_SOURCE TEXT:_
■ ■ ■ ■ ■ ■ ■

Or you could see it as a failed opportunity for developing your mentorship and people management skills. I bet you’re not good at those even now.
I actually had positive experiences with assigned undergrads during my doctorate. You get what you put in.
You must be joking. The advisor is just shifting their own work onto you, because they don't want to do it. As a grad student or postdoc, you have limited time and more important things to do than to deal with undergrads.
I’m not joking. That’s how you develop soft people skills, project management etc. In your career you’ll have to deal with people less knowledgeable than you are that need to be motivated and trained. You definitely missed that opportunity. Berkeley students are some of the most hard working and smart there are.
Wow you are dumb. Managing undergrads is not a skill to develop and this is not the point of grad school or a postdoc.
If you want to babysit with your free time you can find some toddlers.
You have such an overinflated sense of yourself and a demeanor that sucks. A grad student just starting is not that much better than an undergraduate. Being a mentor at all stages of one’s career is not only rewarding but also helps you grow professionally.
Wondering what kid of relation you had with your adviser, maybe you’re just modeling behavior you were exposed to. I guarantee you’re more useless to a professor when you start than those annoying undergrads were to you. Also your adviser may be looking to screen future candidates for his lab, he asks you to mentor a few students, then that’s your duty as a member of his research team to do it, not sure why you think that’s even controversial.
Mentoring undergrads is not the duty of a grad student or postdoc. Wowsers. They are funded to conduct research, submit grants, and publish papers.
For faculty, this falls more in line with their job expectations, depending on the circumstances.
However, a good faculty member isn't going to weigh down their grad students and postdocs with undergrad mentoring.
Are you for real? Now graduate students expect that faculty don’t bother them with distractions? Wondering if you ever had a real job besides academia.
You got your facts wrong, the university is funded to conduct the research, the professor leads the research team and the graduate students execute the tasks. Most grants have an
educational, dissemination and outreach component that your adviser committed his team to carry on. Note that he didn’t say he’ll do it himself, but his research team as a whole. The granting agency doesn’t care only about the papers, future workforce development is part of their mission, which is why congress allocates money to those agencies. But no, you can’t be bothered with that crap, cause you know better and undergrads annoy you. Seriously, just grow up.
In real life you do what the person paying your salary asks you to do.

■ ■ ■ ■ ■ ■ ■

_WRITTEN INSTRUCTION:_
Answer these from the exchange above:
(a) Whose students does one commenter call some of the most hard working and smart there are?
(b) What three things are grad students and postdocs said to be funded to do?
(c) In real life, whose requests does the final comment say you carry out?

_COLLECTED DATA:_
■ ■ ■ ■ ■ ■ ■

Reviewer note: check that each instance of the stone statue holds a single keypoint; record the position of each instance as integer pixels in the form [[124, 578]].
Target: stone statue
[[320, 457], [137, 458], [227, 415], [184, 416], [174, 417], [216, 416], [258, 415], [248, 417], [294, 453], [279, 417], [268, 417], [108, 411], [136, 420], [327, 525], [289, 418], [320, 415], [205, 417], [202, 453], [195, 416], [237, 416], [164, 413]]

■ ■ ■ ■ ■ ■ ■

_WRITTEN RESPONSE:_
(a) Berkeley's
(b) Conduct research, submit grants, and publish papers
(c) The person paying your salary